Task prompt: Output the listing below word for word, from its first line through the line that contains "point(664, 251)", and leave the pictures out.

Data section:
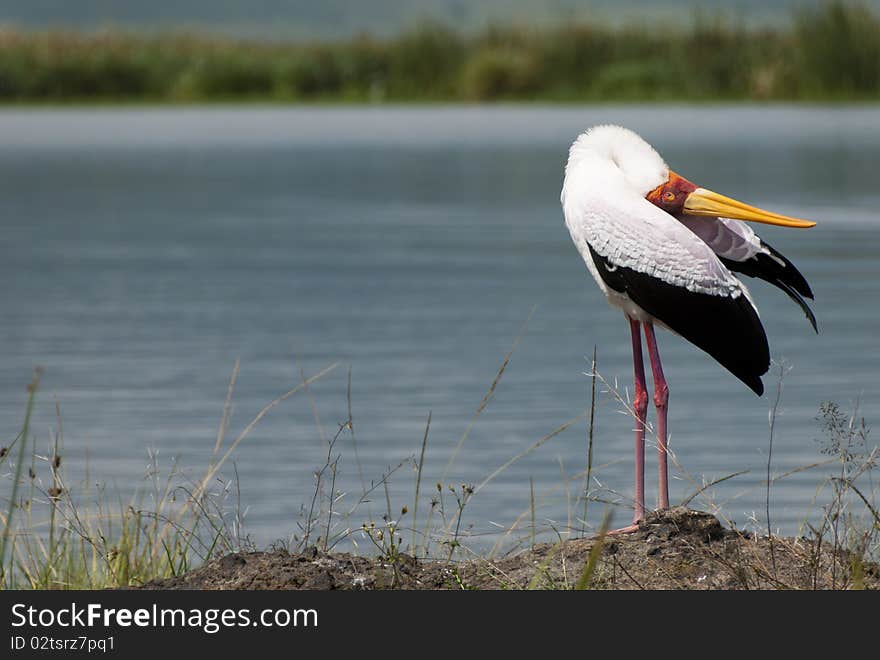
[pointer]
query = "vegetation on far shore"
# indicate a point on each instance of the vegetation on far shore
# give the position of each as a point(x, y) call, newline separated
point(829, 53)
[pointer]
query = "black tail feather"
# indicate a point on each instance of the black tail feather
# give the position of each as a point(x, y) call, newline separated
point(779, 271)
point(794, 295)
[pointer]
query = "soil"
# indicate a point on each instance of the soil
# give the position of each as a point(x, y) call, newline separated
point(675, 549)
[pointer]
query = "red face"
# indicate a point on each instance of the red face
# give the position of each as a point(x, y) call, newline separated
point(671, 195)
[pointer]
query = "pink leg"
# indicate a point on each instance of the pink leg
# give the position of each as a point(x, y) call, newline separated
point(640, 405)
point(661, 399)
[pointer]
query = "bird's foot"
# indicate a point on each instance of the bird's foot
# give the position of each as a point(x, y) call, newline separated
point(629, 529)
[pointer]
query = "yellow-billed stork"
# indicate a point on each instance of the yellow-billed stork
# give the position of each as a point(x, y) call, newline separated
point(664, 251)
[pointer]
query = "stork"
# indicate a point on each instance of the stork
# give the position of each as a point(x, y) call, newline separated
point(665, 251)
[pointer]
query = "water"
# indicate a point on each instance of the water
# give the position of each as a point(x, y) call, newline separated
point(144, 251)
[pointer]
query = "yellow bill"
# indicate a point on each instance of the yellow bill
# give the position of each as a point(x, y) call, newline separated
point(706, 202)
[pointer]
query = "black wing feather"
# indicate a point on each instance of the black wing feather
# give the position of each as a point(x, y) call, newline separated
point(726, 328)
point(783, 275)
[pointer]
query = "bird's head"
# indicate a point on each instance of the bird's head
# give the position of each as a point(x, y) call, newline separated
point(678, 196)
point(616, 157)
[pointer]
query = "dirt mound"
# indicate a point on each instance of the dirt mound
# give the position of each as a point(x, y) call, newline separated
point(675, 549)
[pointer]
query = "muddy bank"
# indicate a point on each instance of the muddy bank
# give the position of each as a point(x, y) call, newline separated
point(676, 549)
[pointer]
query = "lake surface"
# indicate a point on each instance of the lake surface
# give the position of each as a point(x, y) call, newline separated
point(144, 251)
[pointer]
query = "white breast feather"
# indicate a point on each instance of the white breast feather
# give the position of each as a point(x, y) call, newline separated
point(602, 209)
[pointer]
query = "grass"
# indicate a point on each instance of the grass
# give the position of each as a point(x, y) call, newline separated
point(826, 53)
point(59, 536)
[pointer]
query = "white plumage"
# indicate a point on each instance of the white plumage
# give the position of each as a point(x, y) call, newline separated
point(609, 171)
point(662, 249)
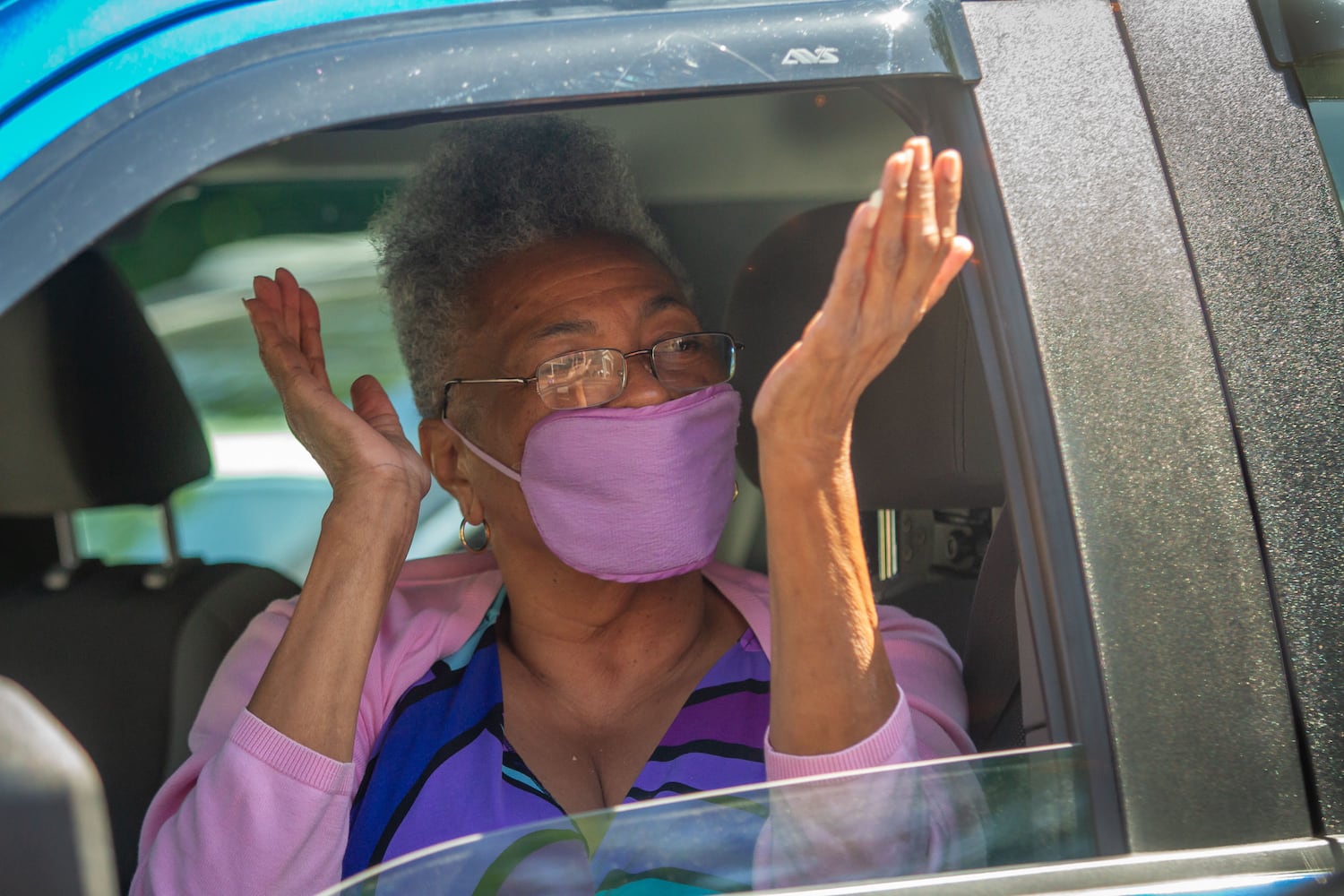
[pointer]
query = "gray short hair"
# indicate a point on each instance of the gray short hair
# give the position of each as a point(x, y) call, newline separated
point(488, 190)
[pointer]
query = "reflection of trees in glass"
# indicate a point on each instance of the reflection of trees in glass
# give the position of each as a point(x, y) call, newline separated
point(190, 220)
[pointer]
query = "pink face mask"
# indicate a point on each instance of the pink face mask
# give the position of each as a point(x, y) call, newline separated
point(632, 493)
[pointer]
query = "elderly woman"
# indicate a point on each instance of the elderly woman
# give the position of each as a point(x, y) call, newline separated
point(594, 654)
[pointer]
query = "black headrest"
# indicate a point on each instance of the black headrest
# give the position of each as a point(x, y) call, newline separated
point(924, 435)
point(91, 409)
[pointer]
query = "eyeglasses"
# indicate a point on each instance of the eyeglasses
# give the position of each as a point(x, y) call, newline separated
point(594, 376)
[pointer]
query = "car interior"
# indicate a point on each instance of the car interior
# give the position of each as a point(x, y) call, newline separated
point(753, 191)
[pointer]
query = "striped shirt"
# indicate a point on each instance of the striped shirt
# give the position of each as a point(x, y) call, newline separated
point(443, 769)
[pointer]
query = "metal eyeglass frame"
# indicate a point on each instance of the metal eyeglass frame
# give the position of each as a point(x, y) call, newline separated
point(523, 381)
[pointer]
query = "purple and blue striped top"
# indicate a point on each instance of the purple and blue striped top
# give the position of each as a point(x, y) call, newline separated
point(456, 772)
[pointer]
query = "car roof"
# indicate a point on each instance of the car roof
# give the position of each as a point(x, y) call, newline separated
point(64, 58)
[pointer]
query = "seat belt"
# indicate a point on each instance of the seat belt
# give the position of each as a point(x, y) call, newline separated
point(989, 670)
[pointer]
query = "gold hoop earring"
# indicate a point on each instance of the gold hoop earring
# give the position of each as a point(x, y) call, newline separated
point(461, 533)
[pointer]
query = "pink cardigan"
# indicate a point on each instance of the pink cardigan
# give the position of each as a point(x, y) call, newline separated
point(253, 812)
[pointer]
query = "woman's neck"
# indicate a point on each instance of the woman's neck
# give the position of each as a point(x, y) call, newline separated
point(616, 641)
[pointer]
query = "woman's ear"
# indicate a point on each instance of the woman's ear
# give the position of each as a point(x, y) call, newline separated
point(443, 452)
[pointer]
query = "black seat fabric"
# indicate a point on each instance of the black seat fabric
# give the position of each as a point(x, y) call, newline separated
point(54, 826)
point(102, 421)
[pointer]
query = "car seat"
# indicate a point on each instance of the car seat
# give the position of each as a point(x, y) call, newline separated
point(121, 654)
point(54, 826)
point(924, 438)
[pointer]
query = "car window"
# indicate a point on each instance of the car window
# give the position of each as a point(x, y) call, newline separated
point(193, 254)
point(919, 818)
point(191, 260)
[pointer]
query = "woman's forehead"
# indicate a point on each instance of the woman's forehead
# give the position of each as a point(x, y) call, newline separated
point(572, 287)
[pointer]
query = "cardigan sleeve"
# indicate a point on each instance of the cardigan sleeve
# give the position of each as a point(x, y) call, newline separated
point(881, 823)
point(252, 810)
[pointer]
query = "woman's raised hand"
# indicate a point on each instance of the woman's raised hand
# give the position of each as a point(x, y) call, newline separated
point(360, 449)
point(898, 258)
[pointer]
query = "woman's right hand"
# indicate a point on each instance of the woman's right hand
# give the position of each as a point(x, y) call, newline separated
point(359, 450)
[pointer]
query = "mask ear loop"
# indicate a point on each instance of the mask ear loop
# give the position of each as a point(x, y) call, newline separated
point(461, 533)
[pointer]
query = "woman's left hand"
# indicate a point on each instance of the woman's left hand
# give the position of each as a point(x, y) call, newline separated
point(897, 263)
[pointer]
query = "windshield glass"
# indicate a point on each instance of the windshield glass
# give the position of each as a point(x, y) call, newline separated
point(999, 809)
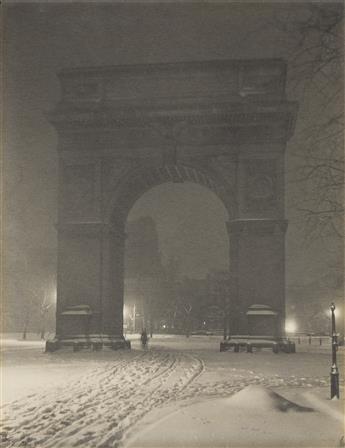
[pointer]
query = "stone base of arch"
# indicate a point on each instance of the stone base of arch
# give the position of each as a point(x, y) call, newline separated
point(93, 342)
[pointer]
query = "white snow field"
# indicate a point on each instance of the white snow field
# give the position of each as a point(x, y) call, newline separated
point(180, 392)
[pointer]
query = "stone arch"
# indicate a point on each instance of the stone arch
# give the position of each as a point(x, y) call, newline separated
point(224, 125)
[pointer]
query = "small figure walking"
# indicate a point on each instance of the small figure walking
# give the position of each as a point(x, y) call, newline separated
point(144, 338)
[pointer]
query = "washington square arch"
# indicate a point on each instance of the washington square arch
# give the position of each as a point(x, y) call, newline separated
point(125, 129)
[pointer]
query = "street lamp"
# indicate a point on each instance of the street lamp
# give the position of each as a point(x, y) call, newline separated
point(334, 368)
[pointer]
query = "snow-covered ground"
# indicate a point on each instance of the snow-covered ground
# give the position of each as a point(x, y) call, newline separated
point(107, 398)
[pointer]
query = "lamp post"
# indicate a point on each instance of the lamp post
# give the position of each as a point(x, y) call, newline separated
point(334, 368)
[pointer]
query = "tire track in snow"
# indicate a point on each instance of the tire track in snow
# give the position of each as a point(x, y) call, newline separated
point(96, 410)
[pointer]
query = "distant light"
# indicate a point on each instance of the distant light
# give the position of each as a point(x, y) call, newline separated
point(336, 312)
point(290, 326)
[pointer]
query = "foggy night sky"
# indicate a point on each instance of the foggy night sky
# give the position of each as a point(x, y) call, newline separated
point(43, 38)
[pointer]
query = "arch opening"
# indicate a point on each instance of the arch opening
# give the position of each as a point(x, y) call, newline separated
point(176, 270)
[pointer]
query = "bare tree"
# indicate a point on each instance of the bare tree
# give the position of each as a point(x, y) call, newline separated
point(315, 32)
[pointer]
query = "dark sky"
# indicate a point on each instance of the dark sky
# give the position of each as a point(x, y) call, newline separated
point(42, 38)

Answer to the exercise:
[pointer]
query = "vegetation on far shore"
# indicate a point on each instance of the vegetation on far shore
# give the position of each as a point(x, y) call, newline separated
point(829, 53)
[pointer]
query = "black tail feather"
# indicate a point on each instance of the black tail feather
# give the position of each as a point(x, y) call, newline separated
point(779, 271)
point(794, 295)
[pointer]
query = "soil"
# indicate a point on each instance of the soil
# give the position of each as a point(x, y) call, newline separated
point(675, 549)
[pointer]
query = "red face"
# indicate a point on each instance of the red face
# give the position of each as a point(x, y) call, newline separated
point(671, 195)
[pointer]
query = "pink leg"
# indicate a point on each instance of the pink leg
# give the position of each as a point(x, y) call, newline separated
point(640, 405)
point(661, 399)
[pointer]
query = "bird's foot"
# indicate a point on each instance of the bird's foot
# give the position of each as a point(x, y) call, newline separated
point(629, 529)
[pointer]
query = "yellow-billed stork"
# indicate a point on each instance of the yellow-billed stork
# give the position of each as a point(x, y) call, newline separated
point(664, 251)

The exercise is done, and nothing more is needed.